* _Goal_: Return exactly the lines that run from the one containing "sleeve --shape polygon" to the end of the entries, with both ends included.

* _Exercise input_:
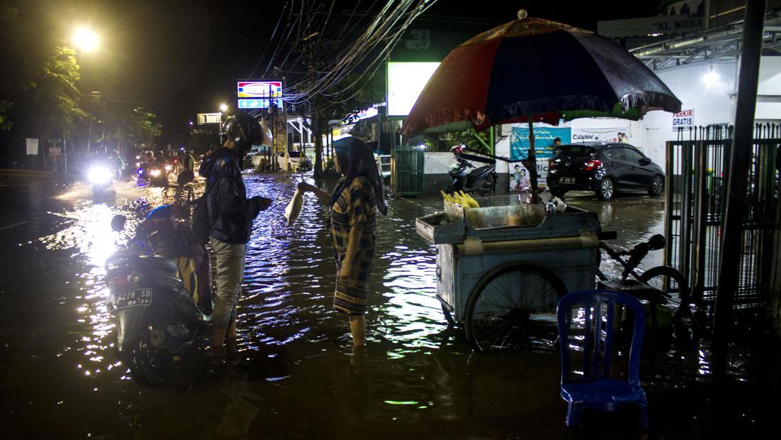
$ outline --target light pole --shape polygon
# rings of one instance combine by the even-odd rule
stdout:
[[[76,28],[73,31],[73,34],[71,37],[71,41],[73,46],[77,49],[82,52],[91,52],[98,48],[100,44],[100,39],[98,37],[98,34],[95,34],[91,29],[85,27],[80,27]],[[91,96],[93,99],[97,99],[100,97],[100,92],[92,92]],[[90,147],[92,143],[92,121],[90,120],[90,133],[89,137],[87,139],[87,154],[90,153]],[[66,172],[68,172],[68,153],[67,147],[65,144],[65,133],[62,133],[62,155],[65,161],[65,170]]]

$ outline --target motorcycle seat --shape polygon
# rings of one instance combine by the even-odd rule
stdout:
[[[144,264],[150,269],[155,271],[162,271],[167,273],[175,274],[179,268],[177,267],[177,262],[174,260],[169,258],[163,258],[162,257],[147,257],[145,258],[140,258]]]

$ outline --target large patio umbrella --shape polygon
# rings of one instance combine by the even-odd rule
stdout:
[[[528,122],[524,161],[539,201],[533,122],[680,111],[680,101],[639,59],[593,32],[526,11],[451,51],[423,88],[401,133],[477,130]]]

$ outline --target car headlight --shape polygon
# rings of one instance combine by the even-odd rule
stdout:
[[[111,172],[104,166],[95,166],[87,173],[87,179],[90,183],[105,185],[111,182]]]

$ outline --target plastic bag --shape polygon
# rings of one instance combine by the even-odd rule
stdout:
[[[285,208],[285,218],[287,219],[287,225],[290,226],[293,225],[295,219],[298,218],[298,215],[301,214],[301,208],[304,205],[304,193],[301,192],[301,190],[298,188],[295,193],[293,193],[293,199],[291,202],[287,204],[287,207]]]

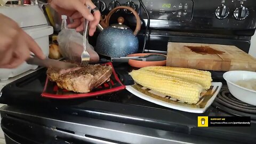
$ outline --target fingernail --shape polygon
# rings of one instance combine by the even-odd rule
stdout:
[[[93,17],[93,16],[92,15],[92,14],[91,14],[89,15],[88,19],[89,19],[89,20],[88,20],[92,21],[92,20],[93,20],[94,19],[94,18]]]

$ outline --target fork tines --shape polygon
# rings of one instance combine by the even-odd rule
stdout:
[[[87,52],[88,53],[88,52]],[[88,53],[88,55],[89,54]],[[90,56],[89,56],[90,57]],[[81,61],[81,66],[83,67],[87,67],[88,64],[89,64],[90,62],[90,57],[83,57],[82,58],[82,61]]]

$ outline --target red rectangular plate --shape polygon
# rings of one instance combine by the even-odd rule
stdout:
[[[117,75],[115,71],[112,63],[109,62],[103,65],[108,65],[112,67],[113,73],[110,76],[110,81],[105,82],[101,85],[93,89],[91,92],[85,93],[79,93],[73,91],[68,91],[65,89],[60,89],[55,82],[51,82],[47,78],[42,96],[52,99],[75,99],[95,97],[118,91],[125,89],[125,86],[120,82]]]

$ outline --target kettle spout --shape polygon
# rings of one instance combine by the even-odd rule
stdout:
[[[100,31],[102,31],[104,28],[103,28],[103,27],[101,26],[101,25],[100,25],[100,23],[99,23],[97,26],[97,28],[99,30],[100,30]]]

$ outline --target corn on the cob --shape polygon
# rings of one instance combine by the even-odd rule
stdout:
[[[129,74],[143,86],[190,103],[199,101],[203,90],[198,83],[148,70],[133,70]]]
[[[149,66],[141,69],[149,70],[199,83],[205,90],[210,89],[212,81],[211,74],[207,71],[185,68]]]

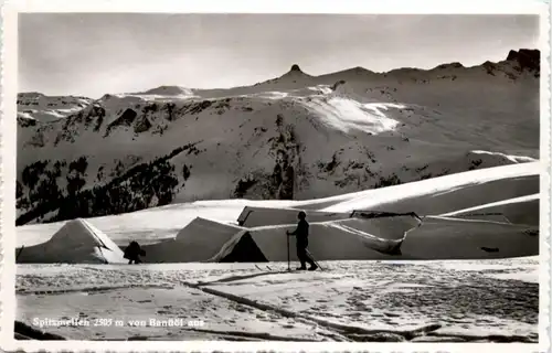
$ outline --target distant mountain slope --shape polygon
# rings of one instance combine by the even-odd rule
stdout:
[[[539,55],[321,76],[294,65],[254,86],[97,100],[20,94],[18,224],[323,197],[538,159]]]

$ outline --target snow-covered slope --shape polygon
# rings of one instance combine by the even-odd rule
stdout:
[[[18,224],[195,200],[307,200],[532,161],[539,55],[381,74],[294,65],[247,87],[162,86],[63,107],[21,94],[35,108],[19,104]]]
[[[538,182],[541,169],[539,162],[496,167],[322,200],[248,205],[235,200],[203,201],[89,218],[86,228],[104,231],[120,246],[138,240],[147,250],[147,263],[280,261],[287,256],[285,231],[295,228],[299,210],[307,210],[309,247],[318,259],[534,256],[540,243],[534,178]],[[466,215],[470,210],[503,211],[506,217],[471,218]],[[57,223],[61,231],[56,234],[67,233],[72,222]],[[54,242],[55,252],[67,257],[70,243],[56,242],[56,235],[46,242],[55,232],[54,224],[19,227],[19,245],[26,247],[17,254],[24,254],[25,261],[55,261],[53,255],[28,252],[29,245],[42,240],[45,243],[32,248],[42,249]],[[75,242],[83,238],[75,236]]]

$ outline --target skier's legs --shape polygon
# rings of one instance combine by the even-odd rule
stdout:
[[[297,240],[297,257],[299,258],[299,261],[301,263],[301,268],[307,268],[306,266],[306,259],[307,259],[307,246],[304,244],[304,242]]]

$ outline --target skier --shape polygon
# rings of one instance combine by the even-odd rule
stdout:
[[[137,242],[130,242],[125,249],[125,258],[128,259],[128,265],[131,265],[132,261],[135,264],[141,264],[140,255],[146,256],[146,252],[140,248]]]
[[[295,235],[297,238],[297,257],[299,258],[299,261],[301,263],[301,267],[298,267],[298,270],[305,270],[307,267],[305,266],[305,263],[309,263],[310,267],[308,268],[309,271],[314,271],[318,268],[316,266],[315,260],[309,256],[307,253],[307,246],[309,244],[308,242],[308,236],[309,236],[309,224],[307,222],[307,214],[305,212],[299,212],[297,215],[297,218],[299,218],[299,223],[297,224],[297,228],[294,232],[286,232],[288,236]]]

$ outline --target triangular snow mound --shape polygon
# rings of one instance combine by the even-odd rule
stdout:
[[[401,245],[403,259],[492,259],[539,255],[539,226],[424,217]]]
[[[269,208],[250,207],[243,208],[237,217],[237,223],[244,227],[257,227],[264,225],[294,224],[297,222],[297,214],[301,210],[295,208]],[[309,211],[308,218],[311,222],[326,222],[349,218],[349,213],[318,212]]]
[[[258,248],[248,231],[238,232],[209,261],[216,263],[265,263],[268,259]]]
[[[50,240],[15,252],[17,263],[126,264],[120,248],[85,220],[73,220]]]
[[[420,225],[418,218],[410,215],[373,220],[346,220],[332,222],[311,222],[309,249],[317,260],[365,260],[396,258],[405,234]],[[252,253],[243,252],[237,245],[251,236],[255,246],[269,261],[287,260],[286,231],[295,225],[255,227],[237,233],[229,240],[212,261],[232,258],[233,261],[254,261],[255,248],[247,245]],[[243,239],[243,240],[242,240]],[[289,252],[297,260],[295,237],[289,238]],[[242,246],[245,247],[245,246]]]
[[[213,257],[242,227],[205,218],[194,218],[174,237],[145,245],[144,263],[193,263]]]

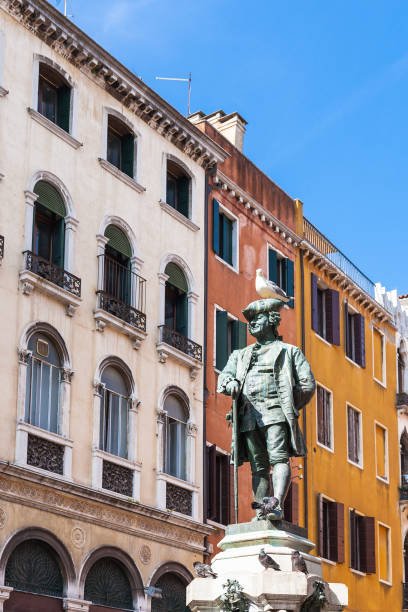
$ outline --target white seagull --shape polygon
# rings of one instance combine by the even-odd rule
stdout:
[[[263,299],[273,298],[274,300],[281,300],[286,303],[292,299],[276,283],[268,281],[264,277],[261,268],[256,271],[255,289],[257,294]]]

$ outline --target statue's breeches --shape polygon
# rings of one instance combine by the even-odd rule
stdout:
[[[287,423],[274,423],[256,427],[241,434],[245,438],[249,463],[253,474],[269,474],[270,466],[288,463],[289,427]]]

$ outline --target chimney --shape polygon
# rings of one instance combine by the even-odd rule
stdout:
[[[226,115],[224,111],[218,110],[211,115],[204,115],[202,111],[198,111],[189,117],[192,123],[200,121],[208,121],[211,125],[229,140],[239,151],[244,148],[244,134],[247,122],[237,112]]]

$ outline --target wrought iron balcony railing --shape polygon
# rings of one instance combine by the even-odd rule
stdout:
[[[160,331],[160,341],[169,344],[173,348],[182,351],[189,357],[193,357],[198,361],[202,361],[203,359],[203,349],[202,347],[190,340],[190,338],[186,338],[183,334],[179,334],[174,329],[170,329],[166,325],[159,325]]]
[[[375,298],[374,283],[357,266],[353,264],[330,240],[323,236],[319,230],[307,219],[303,219],[303,237],[310,242],[322,255],[334,263],[356,285],[361,287],[368,295]]]
[[[146,331],[146,280],[107,255],[99,258],[103,274],[103,289],[97,291],[99,308]]]
[[[29,272],[38,274],[41,278],[69,291],[76,297],[81,297],[81,279],[67,272],[63,268],[59,268],[55,264],[47,261],[39,255],[35,255],[31,251],[24,251],[25,269]]]

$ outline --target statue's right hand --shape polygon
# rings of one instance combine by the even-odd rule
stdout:
[[[229,393],[229,395],[231,395],[232,399],[235,399],[238,395],[239,392],[239,383],[236,380],[231,380],[231,382],[229,382],[227,384],[227,391]]]

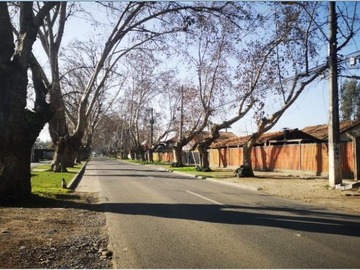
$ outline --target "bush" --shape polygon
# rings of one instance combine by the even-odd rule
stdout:
[[[251,168],[247,165],[241,165],[239,168],[235,170],[235,175],[237,177],[253,177],[254,174]]]

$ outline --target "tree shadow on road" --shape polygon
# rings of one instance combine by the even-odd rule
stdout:
[[[360,237],[358,216],[283,207],[208,204],[104,203],[106,212]]]

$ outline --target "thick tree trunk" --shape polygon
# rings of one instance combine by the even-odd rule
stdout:
[[[26,201],[31,195],[31,148],[18,145],[0,153],[0,202]]]

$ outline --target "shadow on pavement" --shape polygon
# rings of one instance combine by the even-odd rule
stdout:
[[[303,232],[360,236],[357,216],[290,208],[204,204],[104,203],[106,212],[211,223],[285,228]],[[262,211],[261,213],[257,211]],[[263,211],[268,211],[264,213]]]

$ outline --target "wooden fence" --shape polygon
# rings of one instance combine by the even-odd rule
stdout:
[[[210,149],[211,167],[239,167],[242,148],[230,147]],[[342,173],[344,177],[354,175],[354,153],[352,142],[341,144]],[[252,150],[255,170],[299,171],[311,175],[328,175],[327,144],[288,144],[256,146]]]

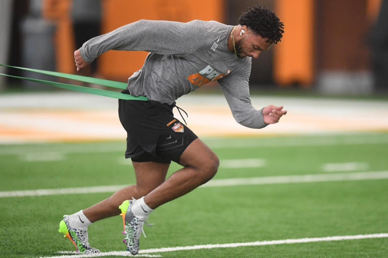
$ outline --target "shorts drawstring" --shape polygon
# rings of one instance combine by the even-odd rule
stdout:
[[[183,119],[183,121],[184,122],[184,123],[185,123],[186,125],[187,125],[187,124],[186,122],[186,120],[184,120],[184,118],[183,118],[183,116],[182,115],[182,113],[180,112],[180,110],[182,110],[182,111],[184,112],[184,113],[186,114],[186,116],[188,117],[188,115],[187,115],[187,113],[185,111],[184,111],[184,110],[183,110],[182,108],[180,108],[179,107],[178,107],[176,105],[175,105],[174,106],[177,109],[178,109],[178,111],[179,112],[179,114],[180,115],[180,117],[182,117],[182,119]],[[180,110],[179,109],[180,109]]]

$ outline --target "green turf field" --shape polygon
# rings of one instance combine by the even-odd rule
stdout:
[[[207,187],[166,204],[151,214],[148,222],[156,225],[144,227],[147,238],[140,238],[141,249],[388,233],[388,134],[204,141],[221,160],[217,174]],[[123,157],[124,148],[124,141],[0,145],[0,194],[132,184],[133,169]],[[172,164],[170,173],[179,167]],[[360,172],[367,172],[363,173],[366,177],[356,180]],[[369,177],[373,172],[382,178]],[[325,179],[344,174],[348,179]],[[304,175],[310,175],[304,178],[319,175],[323,179],[292,182],[296,178],[293,176]],[[222,179],[237,178],[251,183],[222,184]],[[277,181],[279,178],[284,180]],[[267,182],[253,182],[258,180]],[[211,185],[212,181],[220,185]],[[0,197],[0,257],[74,255],[58,253],[74,250],[72,244],[58,232],[62,215],[84,209],[111,193]],[[91,244],[103,252],[124,250],[122,221],[117,216],[90,226]],[[150,254],[163,257],[388,257],[388,238]]]

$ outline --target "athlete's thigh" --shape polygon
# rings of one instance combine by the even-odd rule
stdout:
[[[218,167],[219,161],[216,154],[201,139],[197,138],[182,153],[179,163],[184,166],[198,167],[211,164]]]
[[[156,188],[166,180],[169,164],[132,162],[136,175],[136,185],[149,191]]]

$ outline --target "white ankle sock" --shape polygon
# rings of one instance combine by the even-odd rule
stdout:
[[[69,225],[77,229],[86,228],[91,224],[82,210],[69,216]]]
[[[132,206],[132,213],[137,216],[147,217],[154,210],[144,202],[144,197],[135,201]]]

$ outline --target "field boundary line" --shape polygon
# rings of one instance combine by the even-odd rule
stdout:
[[[221,187],[380,179],[388,179],[388,171],[213,179],[200,187]],[[5,191],[0,191],[0,198],[110,192],[116,191],[127,186],[127,184],[123,184],[57,189]]]
[[[174,247],[164,247],[159,248],[140,250],[139,254],[155,253],[160,252],[184,251],[187,250],[198,250],[201,249],[213,249],[216,248],[231,248],[240,246],[257,246],[273,244],[294,244],[302,243],[311,243],[314,242],[324,242],[329,241],[342,241],[344,240],[365,239],[368,238],[382,238],[388,237],[388,233],[380,233],[377,234],[368,234],[365,235],[354,235],[346,236],[327,236],[325,237],[312,237],[299,239],[289,239],[283,240],[272,240],[257,241],[243,243],[230,243],[226,244],[201,244],[187,246],[176,246]],[[132,256],[128,251],[105,252],[96,254],[62,255],[53,256],[41,256],[40,258],[78,258],[83,257],[101,257],[108,255],[117,255],[123,256]],[[140,255],[139,255],[140,256]]]

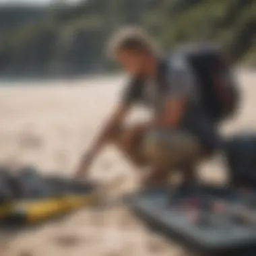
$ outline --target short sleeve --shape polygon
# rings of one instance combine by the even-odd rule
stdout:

* _The response_:
$ outline --target short sleeve --shape polygon
# rings of one instance combine by the even-odd rule
stdout:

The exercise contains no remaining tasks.